----- Records for the task

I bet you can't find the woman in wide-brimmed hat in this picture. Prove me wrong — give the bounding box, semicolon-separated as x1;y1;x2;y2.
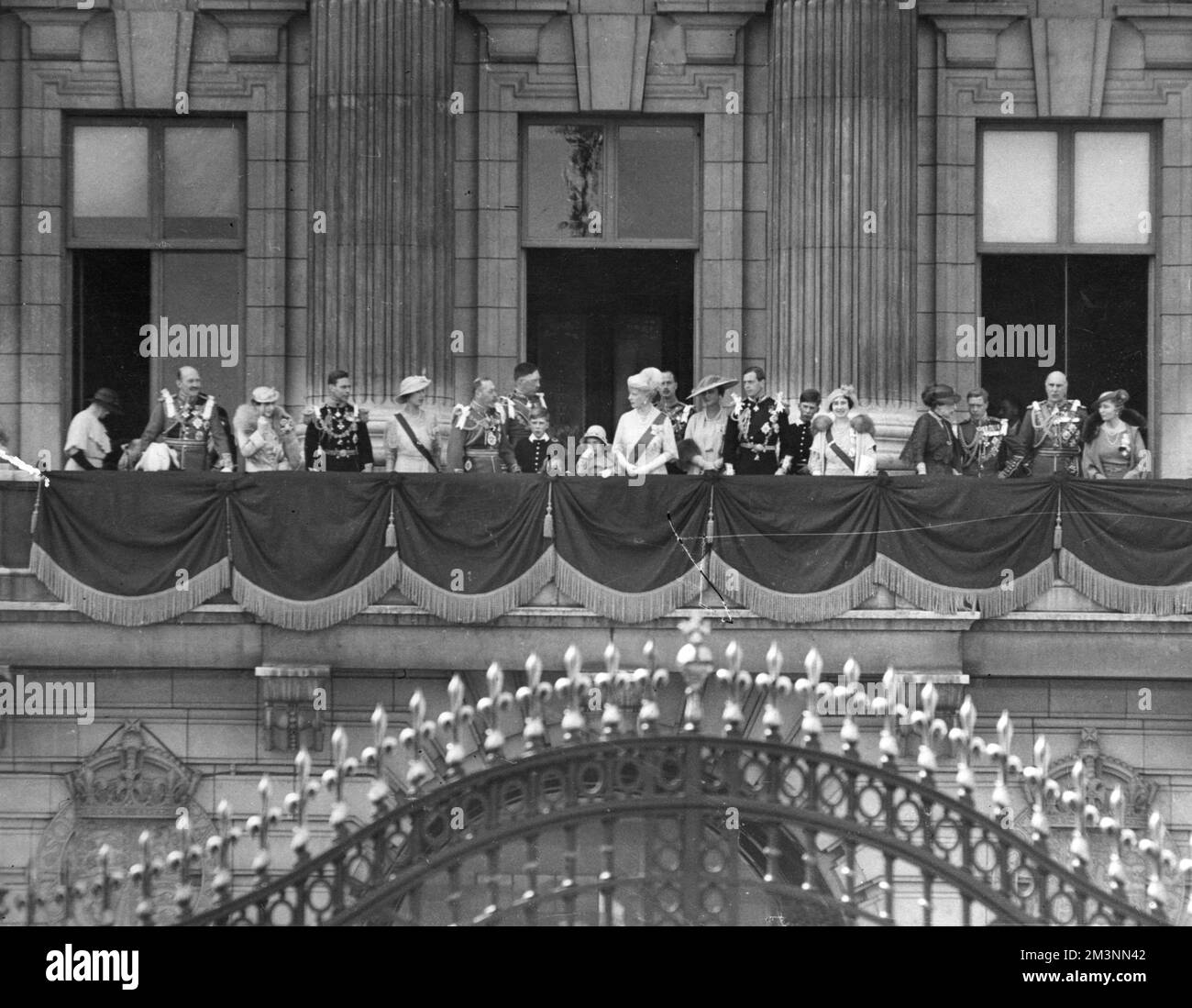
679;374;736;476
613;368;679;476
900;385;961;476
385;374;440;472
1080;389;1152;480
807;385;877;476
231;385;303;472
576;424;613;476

----------

* Problem *
Rewrite every line of the items above, requests included, shifting each bounding-box coordinate in the answers up by 122. Leave the pictures out.

* Solution to the exercise *
I bet you can't find the woman in wide-brimmed hat in this picture. Prove me wrong — give the bounding box, semicolon-separated as x1;y1;x2;y2.
801;496;858;598
735;490;801;598
1022;507;1083;598
507;496;562;594
1202;511;1274;602
929;507;999;598
353;507;425;594
698;546;735;598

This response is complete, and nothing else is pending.